--- start of Information shown ---

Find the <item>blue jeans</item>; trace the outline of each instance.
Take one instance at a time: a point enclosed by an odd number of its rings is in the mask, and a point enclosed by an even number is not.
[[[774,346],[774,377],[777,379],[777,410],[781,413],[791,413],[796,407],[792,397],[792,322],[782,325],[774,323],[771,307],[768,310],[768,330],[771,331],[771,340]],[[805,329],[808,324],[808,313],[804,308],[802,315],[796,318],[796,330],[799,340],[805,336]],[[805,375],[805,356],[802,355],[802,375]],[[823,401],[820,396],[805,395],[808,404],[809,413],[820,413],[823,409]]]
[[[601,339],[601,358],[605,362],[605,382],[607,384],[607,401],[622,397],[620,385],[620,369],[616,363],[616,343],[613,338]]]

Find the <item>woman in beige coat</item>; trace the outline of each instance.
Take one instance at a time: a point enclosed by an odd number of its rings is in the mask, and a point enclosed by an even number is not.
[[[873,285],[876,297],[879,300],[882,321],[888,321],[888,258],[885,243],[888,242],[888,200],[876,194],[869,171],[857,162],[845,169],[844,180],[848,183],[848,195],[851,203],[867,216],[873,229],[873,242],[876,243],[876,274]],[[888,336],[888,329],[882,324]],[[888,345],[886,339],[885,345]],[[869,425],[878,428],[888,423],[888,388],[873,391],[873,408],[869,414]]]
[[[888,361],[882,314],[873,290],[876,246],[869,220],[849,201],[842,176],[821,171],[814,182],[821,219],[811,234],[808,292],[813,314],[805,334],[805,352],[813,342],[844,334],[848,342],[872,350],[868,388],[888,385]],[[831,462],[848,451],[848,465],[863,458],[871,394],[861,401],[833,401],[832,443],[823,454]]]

--- end of Information shown ---

§ Short exercise
Rewrite all the rows above so that "trace the outline" becomes "draw the boundary" wherever it appears, leaving everything else unchanged.

§ The answer
Find the <item>blue jeans</item>; draw the boundary of each instance.
Take one instance at a time: a point enclosed by an odd number of its rings is in the mask, and a point enclosed by an even number is not.
[[[774,346],[774,377],[777,379],[777,410],[781,413],[791,413],[796,407],[792,397],[792,322],[782,325],[774,323],[771,307],[768,310],[768,330],[771,331],[771,340]],[[805,329],[808,324],[808,313],[804,308],[802,315],[796,318],[796,330],[799,340],[805,336]],[[805,375],[805,356],[802,355],[802,375]],[[823,401],[820,396],[805,395],[808,404],[809,413],[820,413],[823,409]]]
[[[601,339],[601,358],[605,362],[605,382],[607,384],[607,401],[622,397],[620,385],[620,369],[616,363],[616,343],[613,338]]]

Find the <item>woman in beige coat</item>; draw the boundary of each instance.
Take one instance at a time: a point enclosed by an odd number of its rings is in the mask, and a point enclosed by an even number is not.
[[[873,285],[876,297],[879,300],[882,321],[888,321],[888,258],[885,243],[888,242],[888,200],[876,194],[869,171],[857,162],[845,169],[844,180],[848,183],[848,195],[851,203],[867,216],[873,229],[873,242],[876,243],[876,274]],[[888,336],[888,329],[882,324]],[[888,345],[886,339],[885,345]],[[869,425],[878,428],[888,423],[888,388],[873,391],[873,408],[869,414]]]
[[[888,361],[882,314],[873,290],[876,246],[869,220],[849,201],[842,176],[821,171],[814,182],[821,219],[811,234],[808,292],[813,314],[805,334],[805,352],[813,342],[844,334],[848,342],[872,350],[868,388],[888,385]],[[831,462],[848,451],[848,465],[863,458],[871,394],[861,401],[833,401],[832,443],[823,454]]]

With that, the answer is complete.